━━━━━ DOCUMENT EXCERPT

ERCOT’s Generation Reserve Margin Rises for Summer 2020, Could be New Record
4 min readOn May 13th, ERCOT released two important reports that will give customers a picture of what generation ERCOT is expected to have in summer 2020 as well as for a longer term — through 2025: the Seasonal Assessment of Resource Adequacy (SARA) and Capacity, Demand and Reserves (CDR) reports.
ERCOT’s final summer 2020 SARA report highlighted the potential risk for ERCOT to enter Energy Emergency Alerts (EEA) status this summer. The second report, the CDR report, released by ERCOT is released twice a year in May and December and examines longer-term load growth in ERCOT as well as what new generation is expected in the next five years (i.e., 2021-2025).
Constellation market analysts hosted a webinar on May 13th highlighting the key market drivers and takeaways from these reports. During the webinar, attendees had the opportunity to ask questions about the findings. Below is a recap of the Q&A for energy managers in the ERCOT region to take into account when managing their energy strategy:
Do we know when the 3 gigawatts (GW) of solar is expected to come online for 2020?
ERCOT projected just under 2 gigawatts of additional solar for summer 2020 over summer 2019. Only 380 megawatts (MW) of this capacity is fully commercial; the remainder is still spread across various stages of construction and testing.
In the May CDR, ERCOT highlighted what new resources had become operational since the December CDR, and it is apparent that there was only 88 MW of new gas along with 20 MW of battery capacity, and the rest was renewables (2,165 MW) that was expected to contribute 702 MW of summer capacity. Yet, we know from August 2019 that renewable capacity, especially wind, can vary day to day. Note the number of “Wind-O” plants below – these power plants are projected by ERCOT to provide 16% of their total capacity during peak demand hours, significantly limiting their impact on scarcity pricing.

━━━━━━━━━━
━━━━━ DATA LINES

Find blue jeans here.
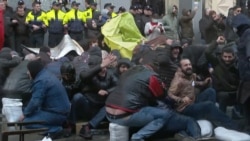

━━━━━━━━━━

PROMPT A | In the ERCOT reserve margin article, in which two months of the year is the CDR report released?
PROMPT B | Repeat word for word the passage of the ERCOT reserve margin article that opens with the words containing "Constellation market analysts" and closes with "online for 2020?".
PROMPT C | Carry on writing the ERCOT reserve margin article, picking up right after its final sentence.

TASK ANSWER A | May and December.

TASK ANSWER B |
Constellation market analysts hosted a webinar on May 13th highlighting the key market drivers and takeaways from these reports. During the webinar, attendees had the opportunity to ask questions about the findings. Below is a recap of the Q&A for energy managers in the ERCOT region to take into account when managing their energy strategy:
Do we know when the 3 gigawatts (GW) of solar is expected to come online for 2020?

TASK ANSWER C |
Is the solar build a response to low wind generation during the day?
This is definitely an aspect. It’s an attractive investment at this time as the operator is able to capture more of the higher “on peak” prices throughout the day. Increased wind power continues to drive overnight pricing lower as their max output aligns with lowered demand overnight, requiring less high-cost fossil fuel generation. It’s also a story of scale and maturity with wind much farther along that curve in Texas than solar currently (~28 gigawatts (GW) of wind vs. ~3.9 GW of solar for summer 20).
The reserve margins for 2021, 2022 and 2023 are much higher now. Should this affect prices for these years?
It could and should if the renewable buildout forecasted by these reserve planning reports come to pass. However, the anticipated near-term build levels are optimistic in their scope (8,000 MW between May 31, 2020 and June 1, 2021) considering the 2019 buildout and 2020 progress to date. Anticipate some of this capacity to delay to latter market years (i.e., 2023-2025). For example, 8000 MW of solar will actually be meeting multiple years of load growth instead of the single year’s worth implied by the reserve margins.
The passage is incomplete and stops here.